- **Exercise tasks**:
1. In the review of indie short films, which earlier short film is Harbinger a prequel to?
2. Carry on the review of indie short films, picking up right after its final sentence.

- **Provided text**:
--- START ---

Welcome to our weekly dive into some of the indie short films available out there to watch for free, that are also showcasing some terrific upcoming filmmaking talent. This week I bring you adventure! Action! Bromance! These three shorts include a wise-cracking adventurer and his team of duplicitous treasure hunters, four British lads on a hike through the lakes that takes a deadly turn, and a Spielbergian epic that has to be seen to be believed.

Harbinger (Dir. Josh Ryan)

Harbinger opens with a chase through trees and a description of the location as the “coast of somewhere hard to get to”. Right away you know what the tone of the piece is. Josh Ryan is the director and charismatic star of this highly entertaining comedy adventure short. He is fantastic as the hero Chase. What flaws the film has are more than forgivable because of this performance. He’s a cross between Ryan Reynolds and Jim Carey (don’t let this put you off).

The film is far from perfect. The sight lines of characters are all over the place in the opening, occasionally the music gets in the way of the dialogue, the young cast aren’t entirely convincing when playing figures of authority (people that would normally be several years older) but they play it with such enthusiasm you can’t help but be entertained. Imagine the kids from Super 8 grew up and all went to film school together. The dialogue is a scream and stay in your seats for the after credits scene.

This is technically a prequel to an earlier short film Treasure Hunt so you could say this is this column’s first double bill. My favourite of the three, check it out.

Fine By Me (Dir. William Stone)

Second up is this terrific British adventure film set in the lakes. A group of northern lads and one soft southerner reunite on a hike in the mountains which takes a shocking turn, putting them all in danger. What’s brilliant about this short thriller is the tonal shifts between terror and hilarity. It never feels like a parody but it is laugh out loud funny. Not only that but it finds time for group tension, a dash of North/South divide, hidden treasure and a bromance.

--- END ---

Dataset entries
--- START ---

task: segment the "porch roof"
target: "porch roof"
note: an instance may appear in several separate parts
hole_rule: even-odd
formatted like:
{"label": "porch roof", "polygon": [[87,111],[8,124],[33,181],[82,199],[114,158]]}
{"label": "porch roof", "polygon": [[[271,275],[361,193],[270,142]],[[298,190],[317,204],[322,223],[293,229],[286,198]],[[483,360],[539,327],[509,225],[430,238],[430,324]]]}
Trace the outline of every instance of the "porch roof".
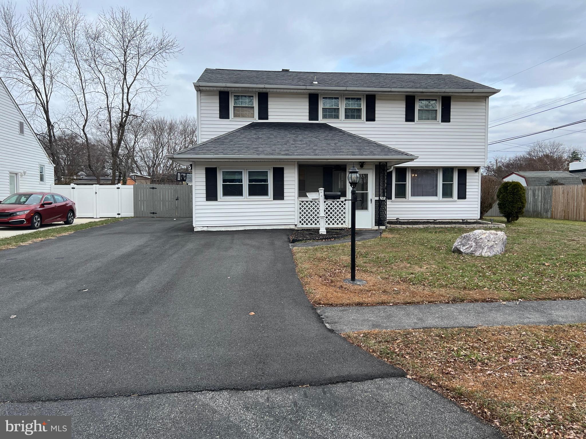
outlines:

--- END ---
--- START ---

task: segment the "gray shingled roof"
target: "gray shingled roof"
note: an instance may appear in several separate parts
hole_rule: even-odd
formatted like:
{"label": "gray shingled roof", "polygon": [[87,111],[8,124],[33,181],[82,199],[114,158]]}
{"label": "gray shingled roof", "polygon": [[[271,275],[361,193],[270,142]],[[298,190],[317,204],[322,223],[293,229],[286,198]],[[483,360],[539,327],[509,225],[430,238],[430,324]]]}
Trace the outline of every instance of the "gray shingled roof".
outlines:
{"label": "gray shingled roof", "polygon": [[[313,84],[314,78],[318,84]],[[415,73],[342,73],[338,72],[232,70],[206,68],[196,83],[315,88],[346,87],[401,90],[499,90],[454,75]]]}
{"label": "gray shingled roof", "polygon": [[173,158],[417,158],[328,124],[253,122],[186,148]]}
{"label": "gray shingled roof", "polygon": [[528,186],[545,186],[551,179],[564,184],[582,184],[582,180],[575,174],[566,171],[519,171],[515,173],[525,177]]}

--- END ---

- **Answers by task**:
1. Treasure Hunt

2.
With excellent performances all round (Jack Crutch as James is a stand out), an excellent script co-written with Adam Pickford and additional story by Shane Mayer (also the camera operator), taut editing and convincing VFX, Fine By Me will keep you on the edge of your seat and split your sides at the same time.

The attention to detail in this film is very commendable. The sound design is used to great effect, especially little throwaway gags that give the whole thing a cheeky charm. The thrills are not overshadowed by the jokes at all and the relationship drama isn’t just tacked on. Overall, great fun and I could see it being expanded to a decent 90 minute feature.

Beyond (Dir. Jeremey Haccoun)

Okay, strap in because this next one is absolutely nuts. An amazing Spielberg-esque epic in ten thrill-soaked minutes. Jeremey Haccoun, who impressively has worked with Leonardo Di Caprio on a mobile phone ad campaign, is at the helm for this high octane short. A family driving through the desert is caught in a rockslide and it’s up to the seven year old son to save them. I’m serious.

With an impressive use of digital and physical effects, Beyond doesn’t skimp on the peril it puts its protagonists in. As one glimmer of triumph presents itself another threat rears up in its place. Things just keep getting worse until the truly explosive conclusion. It’s safe to say when you see this you will question why Haccoun hasn’t been offered a feature film, or at least second unit on an action movie.

The score by Siddhartha Barnhoorn adds a John Williams grandeur to proceedings and DoP Sergio Arguello delivers a Hollywood sheen to the production. Needless to say Aidan Flynn stands out as the kid who needs to save the day, but Jolene Kay is also great as the mother. Sadly Michael Dane, who plays the father, died. The film is dedicated to him.